# Selected extract
No, you're misunderstanding what I said. We do promise that the order of items in the result matches the order of items in the input. We just don't promise which item is computed first. It's a question of time, not position.

FOR EACH is different. It does promise to process the list left to right. The idea is that in functional programming you don't care when things happen, because no part of the computation depends on any other part of the computation. FOR EACH isn't functional; it's sequential.

Oh, no, what it proves is that when you said "interval" I read that as, e.g., "between 5 and 8," represented as the list {5.8}.

I know this keeps coming up a lot and folks hate me for discouraging JS discussions, but hear me out: This forum is stuffed to the brim with (males) people who love Snap so much they want to hack it in the "underlying" programming language in search for ground-level truth, believing that learning how to hack Snap will make them competent JS programmers.

I'm not male, I want to get into the weeds with snap because as far as I'm concerned, there is a widening gulf between "human readable" and "human understandable" and as you point out, coders who are usually men adapt to the rules of programming languages, whereas women try to ask why they can't just DO something and I think there is a middle ground.

My issue is that I can read snap code easily, but when I hit "new project" the interpreter sits empty until I close it because "I can do anything... sure where do I start... uhhh..."

I also think that locking everything into browsers is a mistake, but it does make sense for a teaching language to have those locks in place.

I would like to eventually extend snap until it breaks so I can then rewrite it into my own language that does what I want. Because I don't think like a programmer and because of that, I can't really do anything advanced because increasingly tech is becoming "Don't worry about that, someone somewhere else knows the answer" and I really, really, really, REALLY don't like it.

related but unrelated, is there any news on the snap3 course on sap? Or have I missed it because I don't know where to look?

# Source excerpt
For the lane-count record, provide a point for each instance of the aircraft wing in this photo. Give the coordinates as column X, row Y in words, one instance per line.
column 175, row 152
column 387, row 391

# Your objective
Resume the forum thread about Snap programming, writing what comes after its final post.

# Exercise answer
BYOB was a separate program you installed on your computer. That was great for independent learners but not great for teachers, because their school's IT czar wouldn't let them install software that didn't come from Microsoft or Adobe. So for Snap! we went browser-based, but now the IT people have learned to whitelist only sites that come from Google or, these days, Scratch. You can't win.

If that's the problem you're trying to solve, I don't see how moving to a language you can't even read will help!

Here are some ways to get project ideas:

  • Look at other people's projects on the community site.

  • In our Beauty and Joy of Computing curriculum (bjc.edc.org) each unit has an "optional projects" section with ideas you can browse.

  • Build a non-video game, such as Wordle or Sudoku or Mastermind. I suggest those rather than video games because you don't get caught up in details of timing or multiprocessing, but can focus on the logic.

  • Make an animation. It doesn't have to be very complicated; one of my favorites is a ferris wheel.

Does that help?

BYOB was a separate program you installed on your computer

Yeah, I've been following snap for a long time. I'm aware of that stuff and even agree on that logic.
What I'm after is a downloadable and native snap, now keeping in mind, I'm also aware that my goals and yours absolutely diverge, so I would happily do it myself ... In Theory.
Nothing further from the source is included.